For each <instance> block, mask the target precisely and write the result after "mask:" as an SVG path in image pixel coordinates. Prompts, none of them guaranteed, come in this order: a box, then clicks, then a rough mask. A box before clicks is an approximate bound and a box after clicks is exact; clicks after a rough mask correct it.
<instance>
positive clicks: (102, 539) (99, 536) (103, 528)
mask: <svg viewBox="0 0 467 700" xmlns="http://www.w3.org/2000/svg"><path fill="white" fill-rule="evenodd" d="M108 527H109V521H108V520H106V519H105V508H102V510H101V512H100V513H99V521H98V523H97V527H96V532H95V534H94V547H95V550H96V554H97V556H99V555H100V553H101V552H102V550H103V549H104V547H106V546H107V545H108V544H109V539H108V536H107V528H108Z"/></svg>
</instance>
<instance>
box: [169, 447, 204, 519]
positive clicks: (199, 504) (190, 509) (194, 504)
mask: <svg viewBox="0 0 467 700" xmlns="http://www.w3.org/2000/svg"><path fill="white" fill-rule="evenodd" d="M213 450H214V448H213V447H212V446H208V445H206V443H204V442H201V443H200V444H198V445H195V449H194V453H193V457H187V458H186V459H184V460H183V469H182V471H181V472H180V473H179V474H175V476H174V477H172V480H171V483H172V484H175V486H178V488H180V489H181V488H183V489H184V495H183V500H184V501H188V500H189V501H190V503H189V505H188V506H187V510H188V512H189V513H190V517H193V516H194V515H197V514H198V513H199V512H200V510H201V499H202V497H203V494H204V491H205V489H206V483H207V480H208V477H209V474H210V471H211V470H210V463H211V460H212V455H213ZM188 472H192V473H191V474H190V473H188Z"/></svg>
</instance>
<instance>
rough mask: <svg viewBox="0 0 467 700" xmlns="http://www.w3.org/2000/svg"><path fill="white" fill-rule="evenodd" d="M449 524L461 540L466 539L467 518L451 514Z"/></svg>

•••••

WHAT THE TASK REQUIRES:
Output the listing once more. Leave each word as it stands.

ANSWER SECTION:
For each <instance> block, mask the target precisely and write the result after "mask:" as an SVG path in image pixel coordinates. Prompts, none of them guaranteed, come in this order: a box, then clicks, then a rough mask. A box before clicks is an approximate bound and a box after clicks is exact; clicks after a rough mask correct it.
<instance>
positive clicks: (102, 539) (99, 536) (103, 528)
mask: <svg viewBox="0 0 467 700" xmlns="http://www.w3.org/2000/svg"><path fill="white" fill-rule="evenodd" d="M108 527H109V521H108V520H106V519H105V508H102V510H101V512H100V513H99V521H98V523H97V527H96V532H95V534H94V547H95V550H96V554H97V556H99V555H100V553H101V552H102V550H103V549H104V547H106V546H107V545H108V544H109V539H108V536H107V528H108Z"/></svg>
</instance>
<instance>
box: [169, 447, 204, 519]
positive clicks: (199, 504) (190, 509) (194, 504)
mask: <svg viewBox="0 0 467 700" xmlns="http://www.w3.org/2000/svg"><path fill="white" fill-rule="evenodd" d="M213 450H214V448H213V447H212V446H208V445H206V443H204V442H201V443H200V444H198V445H195V449H194V453H193V457H187V458H186V459H184V460H183V469H182V471H181V472H180V473H179V474H175V476H174V477H172V480H171V483H172V484H175V486H178V488H180V489H181V488H183V489H184V495H183V500H184V501H188V500H189V501H190V503H189V505H188V506H187V510H188V512H189V513H190V517H193V516H194V515H197V514H198V513H199V512H200V510H201V499H202V497H203V494H204V491H205V489H206V483H207V480H208V477H209V474H210V471H211V470H210V463H211V460H212V455H213ZM188 472H192V473H191V474H190V473H188Z"/></svg>
</instance>
<instance>
rough mask: <svg viewBox="0 0 467 700" xmlns="http://www.w3.org/2000/svg"><path fill="white" fill-rule="evenodd" d="M449 524L461 540L466 539L467 518L451 514Z"/></svg>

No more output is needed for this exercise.